Copy the entries below word for word, leaving out the picture.
>>>>>
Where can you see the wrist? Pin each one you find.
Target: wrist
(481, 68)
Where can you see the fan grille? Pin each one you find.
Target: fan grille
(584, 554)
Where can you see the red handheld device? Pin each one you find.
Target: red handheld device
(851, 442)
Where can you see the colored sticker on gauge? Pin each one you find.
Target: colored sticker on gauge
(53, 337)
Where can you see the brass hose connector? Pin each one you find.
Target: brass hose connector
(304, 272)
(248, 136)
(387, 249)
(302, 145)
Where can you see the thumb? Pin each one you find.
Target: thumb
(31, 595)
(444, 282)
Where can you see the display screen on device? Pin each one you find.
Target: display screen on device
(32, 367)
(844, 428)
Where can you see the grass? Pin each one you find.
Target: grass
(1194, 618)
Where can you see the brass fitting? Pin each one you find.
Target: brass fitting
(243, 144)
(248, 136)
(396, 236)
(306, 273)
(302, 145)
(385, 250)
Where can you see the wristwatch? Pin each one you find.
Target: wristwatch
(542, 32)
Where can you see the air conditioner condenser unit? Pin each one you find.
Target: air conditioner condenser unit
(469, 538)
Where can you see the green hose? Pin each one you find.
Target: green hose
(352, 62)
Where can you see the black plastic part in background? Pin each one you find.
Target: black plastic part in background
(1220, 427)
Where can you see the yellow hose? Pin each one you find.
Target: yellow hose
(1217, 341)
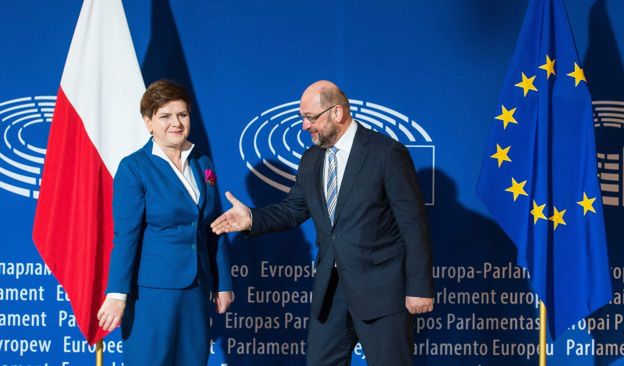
<<<<<
- TASK SOLUTION -
Where can you see the wrist? Pin each one you find.
Target: wrist
(481, 68)
Where can you see the fan grille? Pin each one you find.
Target: fan grille
(584, 554)
Where can you see the red handheld device? Pin each one you find.
Target: red handheld device
(851, 442)
Where can you see the colored sticker on gauge? Pin each one you find.
Target: colored sticker on gauge
(53, 337)
Where can you see the brass hose connector? Pin each one you find.
Target: brass hose connector
(304, 272)
(248, 136)
(387, 249)
(302, 145)
Where can you see the thumb? Pin each one you find.
Target: thumb
(31, 595)
(444, 282)
Where can you see the display screen on device? Pin each one you find.
Target: display screen on device
(32, 367)
(844, 428)
Where can you see the grass? Pin each one you find.
Target: grass
(1194, 618)
Where can you see the brass fitting? Pin each one you find.
Target: brass fitting
(243, 144)
(248, 136)
(396, 236)
(306, 273)
(302, 145)
(385, 250)
Where can you see the wristwatch? Pin each one you find.
Target: wristwatch
(542, 32)
Where can you see the air conditioner condenser unit? Pin each one you find.
Target: air conditioner condenser unit
(469, 538)
Where can you see the green hose? Pin each one you find.
Target: green hose
(352, 62)
Where can you see the black plastic part in background? Pin each one you find.
Target: black plastic part in background
(1220, 427)
Where can you see the yellow hose? Pin each one you find.
Target: yellow hose
(1217, 341)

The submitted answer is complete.